| Task objective |
In the KVK divisions text, rewrite the paragraph beginning "7. Fisheries" as a short bulleted list that keeps its main facts.

Text passage Start Marker

5. Horticulture : The Horticulture division of the KVK deals with the advanced and low cost technology dissemination of fruits, vegetables and flowers. The KVK has a Tissue Culture (TC) lab producing TC banana, orchids and anthuriums. A four-month vocational training programme on aspects of plant propagation and nursery management is conducted for the benefit of the rural youth, farm women, tribals etc., A lab that produces quality mushroom spawn is fully functioning to meet the needs of the mushroom growers. Quality-planting materials of fruit trees and vegetable seeds are produced from the farm maintained by this division. The training programmes under the division are:
  - Plant nursery management and landscaping
  - Mushroom culture and spawn production
  - Commercial floriculture
  - Vegetable cultivation
  - Terrace gardening
  - Tissue culture and plant propagation
  - Scientific banana cultivation
  - Medicinal plant cultivation

6. Home science:The Home science division of the KVK deals with the post harvest technology for the fruits and vegetables. This division coordinates the women cell activities of the KVK. This section deals all women oriented programmes of the KVK with the aim of economic empowerment. The different training programmes conducted under the division are:
  - Post harvest technology of fruits and vegetables
  - Low cost energy saving devices
  - Floral arrangement and handicrafts
  - Value added milk products
  - Value added coconut products
  - Value added mushroom and tuber products
  - Income generation activities in agriculture
  - Tailoring and embroidery

7. Fisheries: UK government's Department for International Development (DFID) is funding a project on Enabling Better Management of Fisheries Conflicts, which is coordinated by this division. The training on the subjects of inland fish farming and ornamental fish culture is catered for the practicing fish farmers, rural youth and extension functionaries. The skill-oriented demonstration for the ornamental fish culture is provided with the ornamental fish culture tanks maintained at the KVK with different ornamental fishes. The division is serving as a center for social science research in fisheries. The division has a linkage with several NGOs and GOs working for fisheries development.

Text passage End Marker
Supplied records Start Marker

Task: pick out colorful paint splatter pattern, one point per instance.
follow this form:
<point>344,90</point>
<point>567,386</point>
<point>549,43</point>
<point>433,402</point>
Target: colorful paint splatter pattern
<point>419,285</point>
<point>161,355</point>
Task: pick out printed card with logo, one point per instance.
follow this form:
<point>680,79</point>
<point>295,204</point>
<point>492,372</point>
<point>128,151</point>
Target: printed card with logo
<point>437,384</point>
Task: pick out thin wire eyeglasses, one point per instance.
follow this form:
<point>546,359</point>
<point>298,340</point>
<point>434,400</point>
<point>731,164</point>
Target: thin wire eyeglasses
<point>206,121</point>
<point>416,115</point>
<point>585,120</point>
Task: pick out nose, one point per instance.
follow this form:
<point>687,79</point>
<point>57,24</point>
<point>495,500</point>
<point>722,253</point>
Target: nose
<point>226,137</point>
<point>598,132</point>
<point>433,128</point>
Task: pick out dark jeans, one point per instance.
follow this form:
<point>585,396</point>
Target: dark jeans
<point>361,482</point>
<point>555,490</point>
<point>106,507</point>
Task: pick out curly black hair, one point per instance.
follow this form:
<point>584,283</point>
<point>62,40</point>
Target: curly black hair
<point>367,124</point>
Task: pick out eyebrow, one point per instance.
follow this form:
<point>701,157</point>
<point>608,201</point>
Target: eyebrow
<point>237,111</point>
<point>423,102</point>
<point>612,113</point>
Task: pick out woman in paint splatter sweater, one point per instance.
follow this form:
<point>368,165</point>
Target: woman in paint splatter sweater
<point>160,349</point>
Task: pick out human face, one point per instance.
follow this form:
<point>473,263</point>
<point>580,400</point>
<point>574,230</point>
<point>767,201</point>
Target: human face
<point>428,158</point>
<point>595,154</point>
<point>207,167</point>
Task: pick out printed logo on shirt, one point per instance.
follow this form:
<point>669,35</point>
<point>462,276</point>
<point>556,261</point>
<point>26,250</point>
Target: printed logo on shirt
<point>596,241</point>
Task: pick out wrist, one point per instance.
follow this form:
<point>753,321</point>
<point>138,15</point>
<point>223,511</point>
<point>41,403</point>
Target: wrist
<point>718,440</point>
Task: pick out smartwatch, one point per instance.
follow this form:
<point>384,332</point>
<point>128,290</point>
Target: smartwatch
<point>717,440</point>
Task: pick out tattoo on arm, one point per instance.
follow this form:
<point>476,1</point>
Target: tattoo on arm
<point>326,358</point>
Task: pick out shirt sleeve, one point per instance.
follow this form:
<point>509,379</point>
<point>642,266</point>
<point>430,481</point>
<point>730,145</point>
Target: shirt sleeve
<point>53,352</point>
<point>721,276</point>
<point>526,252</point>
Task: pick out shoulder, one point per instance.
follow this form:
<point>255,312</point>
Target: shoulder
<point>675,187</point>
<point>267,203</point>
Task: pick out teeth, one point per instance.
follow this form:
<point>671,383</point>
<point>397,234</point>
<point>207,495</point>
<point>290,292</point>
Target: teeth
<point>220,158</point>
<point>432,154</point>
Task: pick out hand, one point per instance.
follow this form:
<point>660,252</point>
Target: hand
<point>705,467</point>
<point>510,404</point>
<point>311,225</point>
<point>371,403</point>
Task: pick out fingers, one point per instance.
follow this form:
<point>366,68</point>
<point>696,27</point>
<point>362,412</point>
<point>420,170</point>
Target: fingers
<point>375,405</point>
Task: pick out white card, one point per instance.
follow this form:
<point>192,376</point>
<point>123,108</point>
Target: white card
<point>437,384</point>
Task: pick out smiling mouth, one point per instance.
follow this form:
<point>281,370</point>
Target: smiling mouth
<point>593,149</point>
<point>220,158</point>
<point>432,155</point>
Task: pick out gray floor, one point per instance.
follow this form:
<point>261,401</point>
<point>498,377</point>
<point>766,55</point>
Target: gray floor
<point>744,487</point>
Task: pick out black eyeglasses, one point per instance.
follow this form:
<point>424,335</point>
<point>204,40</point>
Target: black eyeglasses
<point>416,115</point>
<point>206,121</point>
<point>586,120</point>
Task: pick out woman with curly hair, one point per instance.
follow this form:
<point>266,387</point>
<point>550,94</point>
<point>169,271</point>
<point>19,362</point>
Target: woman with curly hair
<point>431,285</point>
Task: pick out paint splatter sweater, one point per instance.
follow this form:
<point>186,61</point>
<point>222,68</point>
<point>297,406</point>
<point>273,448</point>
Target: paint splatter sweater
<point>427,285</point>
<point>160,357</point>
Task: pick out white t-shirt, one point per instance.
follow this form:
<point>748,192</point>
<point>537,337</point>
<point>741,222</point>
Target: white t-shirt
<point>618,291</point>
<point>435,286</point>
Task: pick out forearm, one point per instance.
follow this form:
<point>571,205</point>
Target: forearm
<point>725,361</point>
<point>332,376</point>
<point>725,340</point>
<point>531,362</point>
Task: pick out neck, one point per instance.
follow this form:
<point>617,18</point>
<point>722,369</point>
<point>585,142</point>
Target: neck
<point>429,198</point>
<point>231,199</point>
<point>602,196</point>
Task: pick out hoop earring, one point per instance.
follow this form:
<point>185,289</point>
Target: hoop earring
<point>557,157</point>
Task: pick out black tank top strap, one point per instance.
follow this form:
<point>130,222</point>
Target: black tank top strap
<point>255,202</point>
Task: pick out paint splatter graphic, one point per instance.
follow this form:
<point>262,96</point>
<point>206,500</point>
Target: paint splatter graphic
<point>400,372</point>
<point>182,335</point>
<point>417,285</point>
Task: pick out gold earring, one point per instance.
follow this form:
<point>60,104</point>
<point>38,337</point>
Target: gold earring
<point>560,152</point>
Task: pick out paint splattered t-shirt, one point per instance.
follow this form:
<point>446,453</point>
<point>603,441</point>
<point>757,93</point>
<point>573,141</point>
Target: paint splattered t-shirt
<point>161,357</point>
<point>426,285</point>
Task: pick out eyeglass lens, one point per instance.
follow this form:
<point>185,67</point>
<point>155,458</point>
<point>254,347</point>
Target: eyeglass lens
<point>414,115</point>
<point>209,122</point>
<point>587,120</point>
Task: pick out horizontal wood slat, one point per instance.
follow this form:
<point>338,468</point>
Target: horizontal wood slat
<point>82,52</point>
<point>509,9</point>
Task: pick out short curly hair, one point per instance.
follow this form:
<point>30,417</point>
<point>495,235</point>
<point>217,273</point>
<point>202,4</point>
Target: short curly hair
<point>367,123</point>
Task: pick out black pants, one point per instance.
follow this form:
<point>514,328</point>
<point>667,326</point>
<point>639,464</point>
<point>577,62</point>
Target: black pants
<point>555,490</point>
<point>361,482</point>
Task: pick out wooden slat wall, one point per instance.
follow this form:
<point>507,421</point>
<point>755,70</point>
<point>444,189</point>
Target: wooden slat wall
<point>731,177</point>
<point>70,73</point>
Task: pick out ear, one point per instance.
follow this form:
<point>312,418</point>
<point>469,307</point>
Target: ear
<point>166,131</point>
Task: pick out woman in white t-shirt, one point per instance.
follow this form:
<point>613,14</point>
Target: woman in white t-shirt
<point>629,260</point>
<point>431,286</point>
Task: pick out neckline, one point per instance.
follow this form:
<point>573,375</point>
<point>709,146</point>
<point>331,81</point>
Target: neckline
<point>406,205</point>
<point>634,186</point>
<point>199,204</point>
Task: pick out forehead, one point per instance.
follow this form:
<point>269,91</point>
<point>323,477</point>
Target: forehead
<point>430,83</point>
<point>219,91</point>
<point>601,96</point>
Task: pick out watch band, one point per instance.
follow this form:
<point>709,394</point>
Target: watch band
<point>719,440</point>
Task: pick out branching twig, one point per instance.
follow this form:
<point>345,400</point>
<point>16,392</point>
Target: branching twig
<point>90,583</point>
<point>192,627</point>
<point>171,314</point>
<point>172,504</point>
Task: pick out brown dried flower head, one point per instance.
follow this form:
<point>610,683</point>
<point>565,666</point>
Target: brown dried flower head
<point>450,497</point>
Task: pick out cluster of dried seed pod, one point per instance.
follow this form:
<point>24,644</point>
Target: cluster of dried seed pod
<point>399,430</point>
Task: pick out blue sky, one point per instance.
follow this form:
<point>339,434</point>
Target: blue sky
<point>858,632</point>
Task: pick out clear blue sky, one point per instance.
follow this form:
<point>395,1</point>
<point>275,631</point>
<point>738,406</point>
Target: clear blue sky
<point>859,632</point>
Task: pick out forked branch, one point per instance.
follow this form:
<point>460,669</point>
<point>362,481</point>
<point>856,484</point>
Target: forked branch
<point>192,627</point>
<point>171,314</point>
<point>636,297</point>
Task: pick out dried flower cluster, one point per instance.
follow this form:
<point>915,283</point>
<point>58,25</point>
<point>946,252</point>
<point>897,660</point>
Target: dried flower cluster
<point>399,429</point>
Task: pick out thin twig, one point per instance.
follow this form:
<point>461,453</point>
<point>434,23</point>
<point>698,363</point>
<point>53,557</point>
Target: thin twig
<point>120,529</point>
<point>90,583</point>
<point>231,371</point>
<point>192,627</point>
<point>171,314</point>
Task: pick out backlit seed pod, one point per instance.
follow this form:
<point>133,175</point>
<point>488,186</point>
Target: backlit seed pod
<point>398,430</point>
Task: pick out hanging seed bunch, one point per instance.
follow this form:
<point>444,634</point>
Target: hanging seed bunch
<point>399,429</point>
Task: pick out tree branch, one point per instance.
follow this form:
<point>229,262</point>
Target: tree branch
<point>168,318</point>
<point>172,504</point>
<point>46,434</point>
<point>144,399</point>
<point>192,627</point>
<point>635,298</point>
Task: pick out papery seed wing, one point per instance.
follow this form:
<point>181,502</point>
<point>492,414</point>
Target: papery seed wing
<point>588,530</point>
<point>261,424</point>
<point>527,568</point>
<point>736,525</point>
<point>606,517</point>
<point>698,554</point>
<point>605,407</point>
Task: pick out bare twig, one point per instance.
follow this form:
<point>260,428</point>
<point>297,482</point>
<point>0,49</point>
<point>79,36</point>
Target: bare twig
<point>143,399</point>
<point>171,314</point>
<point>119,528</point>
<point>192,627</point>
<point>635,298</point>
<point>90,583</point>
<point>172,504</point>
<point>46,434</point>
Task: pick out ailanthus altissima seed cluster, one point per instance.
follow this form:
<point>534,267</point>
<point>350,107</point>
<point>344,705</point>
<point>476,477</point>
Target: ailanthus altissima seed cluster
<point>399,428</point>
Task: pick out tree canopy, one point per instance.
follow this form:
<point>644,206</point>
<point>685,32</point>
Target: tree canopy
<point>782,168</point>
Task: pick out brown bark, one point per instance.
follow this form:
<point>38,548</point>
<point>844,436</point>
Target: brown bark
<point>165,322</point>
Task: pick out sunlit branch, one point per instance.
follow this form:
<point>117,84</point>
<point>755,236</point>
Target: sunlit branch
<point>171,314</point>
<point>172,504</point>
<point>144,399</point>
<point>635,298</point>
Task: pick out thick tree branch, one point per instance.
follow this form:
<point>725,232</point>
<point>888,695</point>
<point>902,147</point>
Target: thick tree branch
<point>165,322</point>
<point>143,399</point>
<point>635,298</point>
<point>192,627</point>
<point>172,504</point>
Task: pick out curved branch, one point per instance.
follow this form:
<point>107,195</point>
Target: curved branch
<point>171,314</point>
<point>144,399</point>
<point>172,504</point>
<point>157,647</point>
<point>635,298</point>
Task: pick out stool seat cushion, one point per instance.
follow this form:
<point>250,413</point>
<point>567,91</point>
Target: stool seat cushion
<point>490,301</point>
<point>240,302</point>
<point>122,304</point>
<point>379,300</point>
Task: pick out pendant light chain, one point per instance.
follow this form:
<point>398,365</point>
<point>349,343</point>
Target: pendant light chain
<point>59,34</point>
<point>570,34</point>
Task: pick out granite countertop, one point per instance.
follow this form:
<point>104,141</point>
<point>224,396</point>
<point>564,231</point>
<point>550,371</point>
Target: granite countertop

Supplied records End Marker

| Completed exercise |
- The division coordinates a DFID-funded project (UK government) on Enabling Better Management of Fisheries Conflicts.
- It trains practicing fish farmers, rural youth and extension functionaries in inland fish farming and ornamental fish culture.
- Skill-oriented demonstrations in ornamental fish culture use the KVK's tanks, which hold different ornamental fishes.
- It serves as a center for social science research in fisheries.
- It has links with several NGOs and GOs working for fisheries development.